-- START --

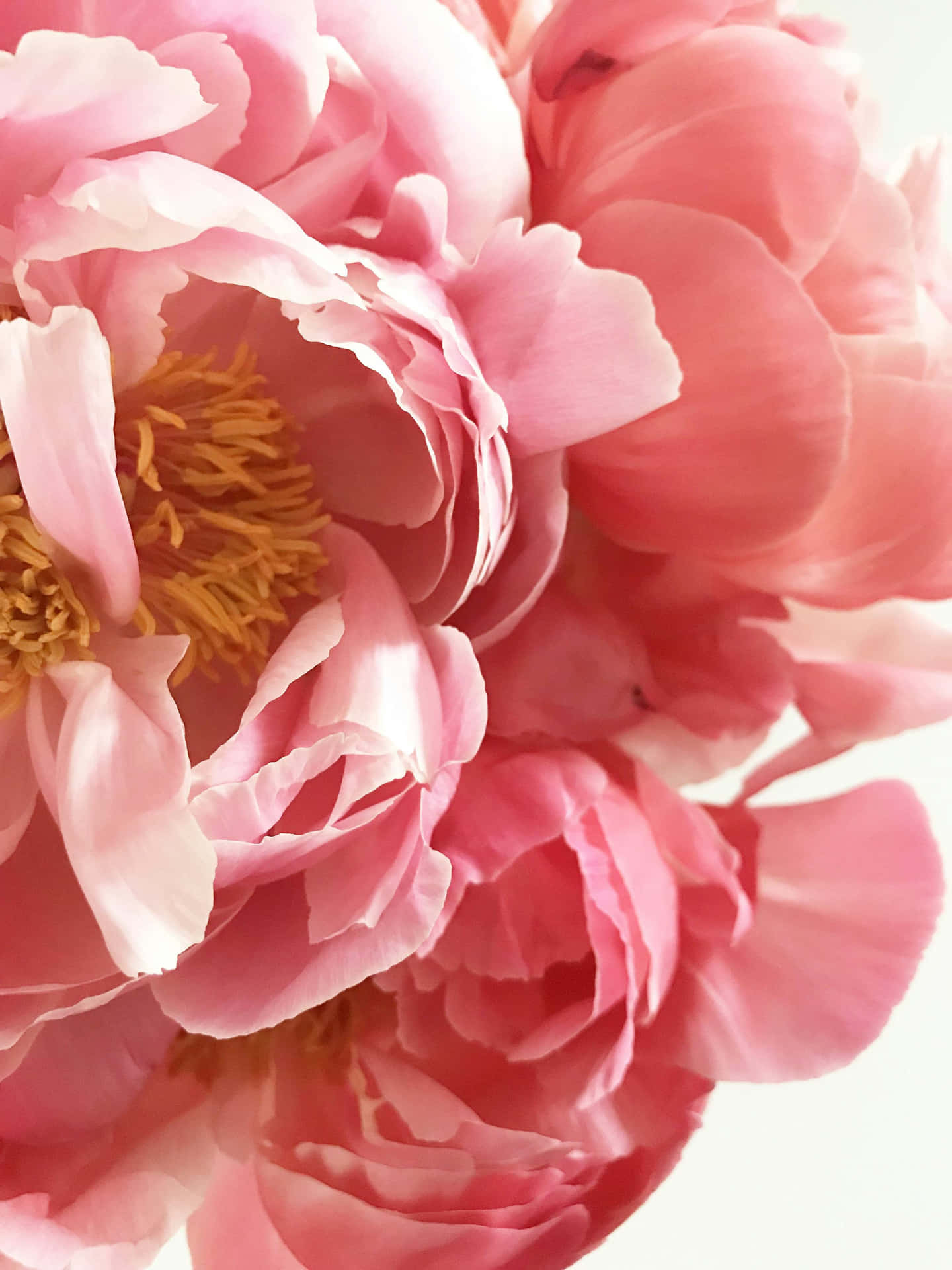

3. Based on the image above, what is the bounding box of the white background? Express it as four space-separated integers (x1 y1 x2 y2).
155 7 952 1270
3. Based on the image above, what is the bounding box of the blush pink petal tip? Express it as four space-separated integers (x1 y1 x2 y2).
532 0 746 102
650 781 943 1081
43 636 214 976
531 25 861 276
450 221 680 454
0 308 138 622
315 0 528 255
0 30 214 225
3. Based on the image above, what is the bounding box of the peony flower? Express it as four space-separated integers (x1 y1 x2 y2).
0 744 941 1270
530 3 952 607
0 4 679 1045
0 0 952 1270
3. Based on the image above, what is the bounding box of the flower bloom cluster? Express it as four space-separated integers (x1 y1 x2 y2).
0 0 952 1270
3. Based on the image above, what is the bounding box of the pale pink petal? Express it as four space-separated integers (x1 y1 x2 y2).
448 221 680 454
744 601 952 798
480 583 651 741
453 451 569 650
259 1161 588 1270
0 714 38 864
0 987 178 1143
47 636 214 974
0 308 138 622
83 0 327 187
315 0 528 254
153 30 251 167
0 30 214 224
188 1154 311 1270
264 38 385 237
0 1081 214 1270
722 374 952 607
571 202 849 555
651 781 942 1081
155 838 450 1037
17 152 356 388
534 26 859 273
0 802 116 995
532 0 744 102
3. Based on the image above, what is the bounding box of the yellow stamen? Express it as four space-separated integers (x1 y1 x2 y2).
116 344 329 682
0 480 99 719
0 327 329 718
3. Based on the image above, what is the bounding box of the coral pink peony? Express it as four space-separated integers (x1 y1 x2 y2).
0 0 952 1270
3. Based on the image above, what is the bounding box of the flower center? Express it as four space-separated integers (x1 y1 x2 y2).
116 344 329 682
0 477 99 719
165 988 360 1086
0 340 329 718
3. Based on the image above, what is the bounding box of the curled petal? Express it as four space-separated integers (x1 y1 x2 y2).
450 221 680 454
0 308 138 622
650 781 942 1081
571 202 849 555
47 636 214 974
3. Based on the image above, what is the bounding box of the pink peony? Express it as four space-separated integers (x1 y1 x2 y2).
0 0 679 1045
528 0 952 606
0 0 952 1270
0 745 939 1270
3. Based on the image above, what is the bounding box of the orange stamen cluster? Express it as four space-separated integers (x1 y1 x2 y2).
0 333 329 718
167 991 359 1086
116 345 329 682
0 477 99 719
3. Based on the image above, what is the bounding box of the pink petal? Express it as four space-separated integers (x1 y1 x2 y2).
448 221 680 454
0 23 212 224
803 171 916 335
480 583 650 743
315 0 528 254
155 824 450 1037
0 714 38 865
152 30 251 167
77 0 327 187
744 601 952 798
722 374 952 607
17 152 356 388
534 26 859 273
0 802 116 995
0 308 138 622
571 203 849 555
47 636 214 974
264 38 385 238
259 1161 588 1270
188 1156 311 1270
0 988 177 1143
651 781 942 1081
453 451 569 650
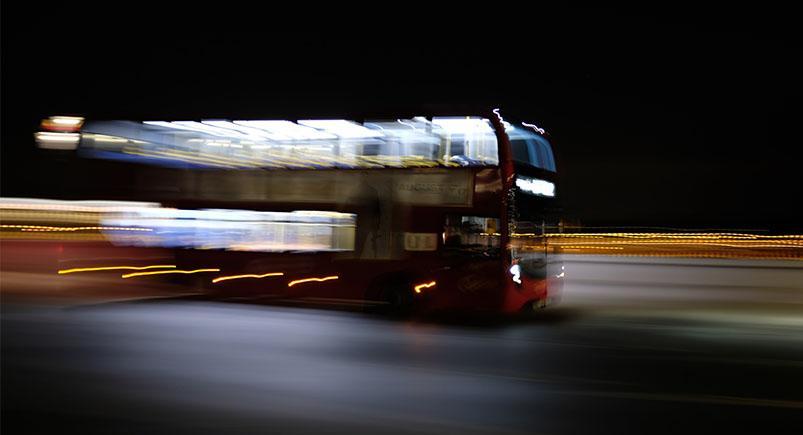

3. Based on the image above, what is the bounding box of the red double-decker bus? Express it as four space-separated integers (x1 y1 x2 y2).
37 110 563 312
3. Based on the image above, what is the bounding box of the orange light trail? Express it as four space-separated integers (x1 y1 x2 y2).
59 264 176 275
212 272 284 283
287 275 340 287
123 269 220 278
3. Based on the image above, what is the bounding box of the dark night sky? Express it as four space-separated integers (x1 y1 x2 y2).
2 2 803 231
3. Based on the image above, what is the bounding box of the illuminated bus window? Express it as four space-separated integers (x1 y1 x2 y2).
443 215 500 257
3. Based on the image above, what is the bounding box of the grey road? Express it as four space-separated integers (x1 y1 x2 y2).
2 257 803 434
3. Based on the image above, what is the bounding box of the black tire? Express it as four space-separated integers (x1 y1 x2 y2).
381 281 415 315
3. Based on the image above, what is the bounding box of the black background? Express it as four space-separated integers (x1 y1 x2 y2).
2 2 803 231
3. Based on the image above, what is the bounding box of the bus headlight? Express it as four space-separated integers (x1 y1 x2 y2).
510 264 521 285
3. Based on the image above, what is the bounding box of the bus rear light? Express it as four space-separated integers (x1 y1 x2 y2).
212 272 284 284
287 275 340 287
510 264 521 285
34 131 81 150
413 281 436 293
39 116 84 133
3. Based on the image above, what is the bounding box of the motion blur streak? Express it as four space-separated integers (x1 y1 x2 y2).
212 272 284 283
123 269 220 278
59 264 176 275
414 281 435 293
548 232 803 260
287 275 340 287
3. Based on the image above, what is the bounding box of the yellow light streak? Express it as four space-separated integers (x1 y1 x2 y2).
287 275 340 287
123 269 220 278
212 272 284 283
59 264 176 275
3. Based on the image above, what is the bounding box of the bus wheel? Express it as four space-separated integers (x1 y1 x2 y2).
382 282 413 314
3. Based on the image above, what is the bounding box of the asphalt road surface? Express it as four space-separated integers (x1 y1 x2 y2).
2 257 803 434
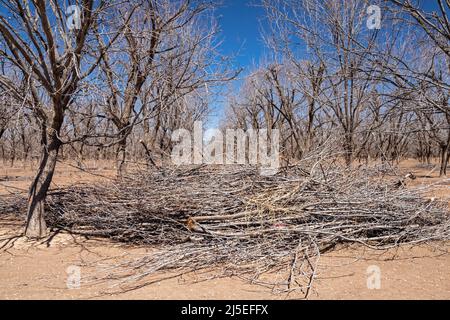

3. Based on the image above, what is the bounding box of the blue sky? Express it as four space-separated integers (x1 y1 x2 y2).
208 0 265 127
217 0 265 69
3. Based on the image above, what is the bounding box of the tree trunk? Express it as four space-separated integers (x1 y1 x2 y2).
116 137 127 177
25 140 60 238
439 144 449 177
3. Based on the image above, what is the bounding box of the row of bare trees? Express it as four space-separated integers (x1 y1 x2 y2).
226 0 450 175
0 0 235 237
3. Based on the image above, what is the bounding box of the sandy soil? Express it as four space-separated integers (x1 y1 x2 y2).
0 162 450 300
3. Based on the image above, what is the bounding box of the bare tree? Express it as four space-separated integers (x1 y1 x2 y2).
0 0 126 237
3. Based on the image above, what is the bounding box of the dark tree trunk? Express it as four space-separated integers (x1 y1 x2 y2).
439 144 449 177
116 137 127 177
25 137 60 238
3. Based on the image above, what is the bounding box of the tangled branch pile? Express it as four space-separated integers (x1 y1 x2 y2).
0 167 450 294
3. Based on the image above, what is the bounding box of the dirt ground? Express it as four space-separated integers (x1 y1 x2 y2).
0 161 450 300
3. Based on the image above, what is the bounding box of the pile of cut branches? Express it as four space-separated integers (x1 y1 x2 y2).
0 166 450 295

-- END --

Copy all of the data above line for line, unchanged, but leave out the pictures.

TASK RESPONSE:
3. Based on the image above, what is the bounding box of the white background? Express it as four space-separated integers (x1 y1 x2 y2).
155 7 952 1270
3. Based on the image above, what is the bounding box of the blush pink petal tip? Express it as four space-separated integers (x1 y1 x2 y2).
532 0 746 102
650 781 943 1081
43 636 214 976
531 25 861 276
450 221 680 454
0 308 138 622
315 0 528 255
0 30 214 225
3. Based on the image above, what is the bounding box of the peony flower? Express it as four space-separated integers (x1 y1 x2 y2).
0 744 941 1270
530 3 952 607
0 4 679 1045
0 0 952 1270
3. Based on the image above, what is the bounding box of the flower bloom cluster? Express it as four space-separated integers (x1 y1 x2 y2).
0 0 952 1270
3. Based on the image above, what is the bounding box of the pale pink petal? Express it as four space-separated integers (x1 y1 x2 y2).
448 221 680 454
744 601 952 798
480 583 651 741
453 451 569 650
259 1161 588 1270
0 714 38 864
0 987 178 1143
47 636 214 974
0 308 138 622
83 0 327 187
315 0 528 254
153 30 251 167
0 30 214 224
188 1154 311 1270
264 38 385 237
0 1081 214 1270
722 374 952 607
571 202 849 555
651 781 942 1081
155 838 450 1037
17 152 356 388
534 26 859 273
0 802 116 995
532 0 744 102
3. Based on the image above, what is the bounding box of the yellow stamen? Express it as four space-separated integers (x1 y1 x2 y2).
116 344 329 682
0 480 99 719
0 327 329 718
3. Based on the image above, what is the bounding box of the coral pink peony? Express it as four space-separated integers (x1 y1 x2 y2).
0 0 952 1270
3. Based on the image above, what is the bounding box of the flower center? Express it as four space-separated integers (x1 y1 x2 y2).
116 344 329 682
0 477 99 719
165 988 360 1086
0 340 329 718
3. Based on the image above, what is the bounding box of the curled petal? Express it as four space-separated integers (x1 y1 x2 y2).
450 221 680 454
0 308 138 622
650 781 942 1081
571 202 849 555
47 636 214 974
3. Based on the image above, what is the bounding box of the pink peony? Express it as four space-separated integers (x1 y1 x2 y2).
0 0 679 1045
528 0 952 606
0 0 952 1270
0 745 939 1270
3. Based on the image above, what is the bounding box of the orange stamen cluster? Express it as four space-separated integers (x1 y1 x2 y2).
0 333 329 718
167 991 359 1086
116 345 329 682
0 477 99 719
3. Based on the image above, what is the bounding box of the pink petal? Express it as four space-separated integers (x1 y1 x2 y2).
448 221 680 454
0 23 212 224
803 171 916 335
480 583 650 743
315 0 528 254
155 824 450 1037
0 714 38 865
152 30 251 167
77 0 327 187
744 601 952 798
722 374 952 607
17 152 356 388
534 26 859 273
0 802 116 995
0 308 138 622
571 203 849 555
47 636 214 974
264 38 385 238
259 1161 588 1270
188 1156 311 1270
0 988 177 1143
651 781 942 1081
453 451 569 650

3. Based on the image above, what is the bounding box of the red double-decker bus? Express it as four space-separated integers (x1 y1 x2 y2).
37 110 563 312
3. Based on the image above, what is the bounding box of the orange light trail? Express it as four space-separated integers (x1 y1 x2 y2).
59 264 176 275
212 272 284 283
287 275 340 287
123 269 220 278
3. Based on the image above, what is the bounding box of the dark night sky? Express it as four space-separated integers (x1 y1 x2 y2).
2 2 803 231
3. Based on the image above, what is the bounding box of the illuminated bus window? Express it as four space-separated integers (x1 y1 x2 y2).
443 215 500 257
3. Based on the image above, what is the bounding box of the grey road? Express it as four space-separated integers (x1 y1 x2 y2).
2 257 803 434
3. Based on the image above, what is the bounding box of the black tire? Express it as four space-separated integers (x1 y1 x2 y2).
381 281 415 315
3. Based on the image above, what is the bounding box of the black background? Express it as four space-separated integers (x1 y1 x2 y2).
2 2 803 231
3. Based on the image above, what is the bounding box of the bus headlight? Express it as four space-separated integers (x1 y1 x2 y2).
510 264 521 285
3. Based on the image above, what is the bounding box of the bus rear light? Express it as four space-separated integers (x1 y1 x2 y2).
212 272 284 284
287 275 340 287
510 264 521 285
34 131 81 150
413 281 436 293
39 116 84 133
3. Based on the image above, what is the bounding box of the motion blur streak? Express it as four space-separated integers (x1 y1 x2 y2).
212 272 284 283
123 269 220 278
59 264 176 275
414 281 435 293
548 232 803 260
287 275 340 287
3. Based on the image above, what is the bounding box of the yellow light streak? Express it as four space-separated integers (x1 y1 x2 y2).
287 275 340 287
123 269 220 278
212 272 284 283
59 264 176 275
3. Based on the image above, what is the bounding box of the bus wheel? Express it as four space-separated integers (x1 y1 x2 y2).
382 282 413 314
3. Based on the image above, what is the bounding box of the asphalt road surface? Express it as four space-separated integers (x1 y1 x2 y2).
2 257 803 434

3. Based on the image above, what is the bounding box of the blue sky? Express it as four space-separated integers (x1 y1 x2 y2).
208 0 265 127
217 0 265 69
3. Based on the image above, what is the bounding box of the tree trunk? Express it as four space-separated integers (x1 y1 x2 y2).
116 137 127 177
25 140 60 238
439 144 449 177
3. Based on the image above, what is the bounding box of the row of bare trees? Express it as four space-separated integers (x1 y1 x2 y2).
226 0 450 175
0 0 235 237
3. Based on the image above, what is the bounding box of the sandy soil? Express it as four space-separated integers (x1 y1 x2 y2).
0 162 450 300
3. Based on the image above, what is the bounding box of the bare tree? Express it as four space-separated integers (x1 y1 x2 y2).
0 0 126 237
3. Based on the image above, what is the bounding box of the dark tree trunk? Express it as four space-separated integers (x1 y1 x2 y2).
439 144 449 177
116 137 127 177
25 137 60 238
3. Based on the image above, what is the bounding box of the tangled branch pile? Express it as four space-separated integers (x1 y1 x2 y2).
0 167 450 294
3. Based on the image above, what is the bounding box of the dirt ground? Express it as four space-separated integers (x1 y1 x2 y2).
0 161 450 300
3. Based on the image above, what is the bounding box of the pile of cut branches? Express it as four space-separated integers (x1 y1 x2 y2).
0 166 450 295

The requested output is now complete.